▸ GOAL
Could you render all the items below as a two-column CSV with the headers "item_text" and "answer", one row per item? Put each item's text and its answer in a single quoted field, with line breaks replaced by spaces.

(Excerpts of labeled region data)
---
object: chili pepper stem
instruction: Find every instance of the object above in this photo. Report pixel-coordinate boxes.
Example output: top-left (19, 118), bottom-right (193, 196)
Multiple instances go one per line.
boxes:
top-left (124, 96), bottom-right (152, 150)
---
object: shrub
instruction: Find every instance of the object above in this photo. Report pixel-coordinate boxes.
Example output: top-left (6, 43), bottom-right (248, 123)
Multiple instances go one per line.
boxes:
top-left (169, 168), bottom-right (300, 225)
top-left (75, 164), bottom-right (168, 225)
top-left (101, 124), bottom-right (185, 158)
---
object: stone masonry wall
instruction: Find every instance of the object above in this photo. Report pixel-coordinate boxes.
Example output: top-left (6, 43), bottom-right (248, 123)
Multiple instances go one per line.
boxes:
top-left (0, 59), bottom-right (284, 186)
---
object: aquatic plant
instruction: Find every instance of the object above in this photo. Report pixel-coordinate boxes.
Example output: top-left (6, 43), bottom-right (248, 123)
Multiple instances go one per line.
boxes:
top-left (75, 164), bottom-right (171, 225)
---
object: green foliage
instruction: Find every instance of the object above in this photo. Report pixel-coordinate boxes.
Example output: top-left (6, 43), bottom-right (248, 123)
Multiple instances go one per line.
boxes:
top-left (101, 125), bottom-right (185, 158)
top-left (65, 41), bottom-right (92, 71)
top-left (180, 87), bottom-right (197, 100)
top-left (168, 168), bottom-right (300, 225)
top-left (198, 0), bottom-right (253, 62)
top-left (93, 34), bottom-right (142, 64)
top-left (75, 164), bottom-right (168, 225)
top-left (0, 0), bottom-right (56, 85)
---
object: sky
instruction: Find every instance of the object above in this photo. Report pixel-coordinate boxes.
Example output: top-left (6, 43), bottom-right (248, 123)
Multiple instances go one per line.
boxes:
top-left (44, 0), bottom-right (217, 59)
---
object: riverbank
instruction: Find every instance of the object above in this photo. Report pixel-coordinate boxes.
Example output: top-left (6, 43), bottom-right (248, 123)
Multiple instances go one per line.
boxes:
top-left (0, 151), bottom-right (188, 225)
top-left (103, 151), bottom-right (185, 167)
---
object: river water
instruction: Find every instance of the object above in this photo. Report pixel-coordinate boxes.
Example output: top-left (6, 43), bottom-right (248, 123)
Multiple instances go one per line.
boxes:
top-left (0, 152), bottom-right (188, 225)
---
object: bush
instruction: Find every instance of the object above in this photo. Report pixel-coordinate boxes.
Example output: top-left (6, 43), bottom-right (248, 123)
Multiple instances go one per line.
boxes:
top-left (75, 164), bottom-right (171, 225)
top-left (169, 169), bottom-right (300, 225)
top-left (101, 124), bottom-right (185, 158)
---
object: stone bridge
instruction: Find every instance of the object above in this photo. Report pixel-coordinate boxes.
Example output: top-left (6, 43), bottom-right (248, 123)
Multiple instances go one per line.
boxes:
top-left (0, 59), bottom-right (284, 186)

▸ OUTPUT
item_text,answer
"--- object: chili pepper stem instruction: Find every instance of the object above in this photo. Report pixel-coordinate boxes. Example output: top-left (19, 118), bottom-right (193, 196) Multiple instances go one per line. boxes:","top-left (124, 96), bottom-right (152, 150)"
"--- object: shrub instruction: Find every instance of the object above in this photo. Report pixel-coordinate boxes. Example output: top-left (6, 43), bottom-right (248, 123) Multiple instances go one per line. boxes:","top-left (169, 168), bottom-right (300, 225) top-left (75, 164), bottom-right (168, 225) top-left (101, 124), bottom-right (185, 158)"
"--- object: stone masonry wall instruction: Find every instance of the object above in this photo. Report pixel-coordinate boxes. Example output: top-left (6, 43), bottom-right (248, 123) Multiple instances go one per line. boxes:","top-left (0, 59), bottom-right (284, 186)"
"--- object: aquatic plant instruction: Find every instance of the object above in this photo. Report pixel-coordinate boxes. Example output: top-left (6, 43), bottom-right (248, 123) Multiple instances go one per line. boxes:","top-left (75, 164), bottom-right (171, 225)"
"--- object: green foliage instruction: Find every instance of the object above in this photo. Report pixel-coordinate boxes. Example output: top-left (6, 43), bottom-right (248, 123) Multiple instances go one per line. boxes:","top-left (101, 125), bottom-right (185, 158) top-left (65, 41), bottom-right (92, 71) top-left (180, 87), bottom-right (197, 100) top-left (168, 168), bottom-right (300, 225) top-left (198, 0), bottom-right (253, 62) top-left (93, 34), bottom-right (142, 64) top-left (75, 164), bottom-right (168, 225) top-left (0, 0), bottom-right (56, 85)"
"--- object: sky instruction: Find every instance of the object above in this photo. Report pixel-coordinate boxes. Example output: top-left (6, 43), bottom-right (248, 123) Multiple instances go one per line. boxes:","top-left (44, 0), bottom-right (217, 59)"
"--- object: riverbank instruction: Find every instance of the object above in this photo. Report pixel-coordinate boxes. Example output: top-left (6, 43), bottom-right (248, 123) Multiple instances go one per line. boxes:","top-left (0, 151), bottom-right (188, 225) top-left (103, 151), bottom-right (185, 167)"
"--- object: river water instruction: Find every instance of the object above in this photo. Report pixel-coordinate boxes. Example output: top-left (6, 43), bottom-right (248, 123) Multiple instances go one per line. boxes:","top-left (0, 152), bottom-right (188, 225)"
"--- object: bush instruction: Find every instance of the object above in this photo. Report pixel-coordinate boxes. Example output: top-left (6, 43), bottom-right (248, 123) Multiple instances go one per line. boxes:","top-left (75, 164), bottom-right (171, 225) top-left (169, 169), bottom-right (300, 225) top-left (101, 124), bottom-right (185, 158)"
"--- object: stone bridge instruction: Find every instance of the object above in this photo. Report pixel-coordinate boxes. Example output: top-left (6, 43), bottom-right (248, 123) Multiple instances go one per line. boxes:","top-left (0, 59), bottom-right (284, 186)"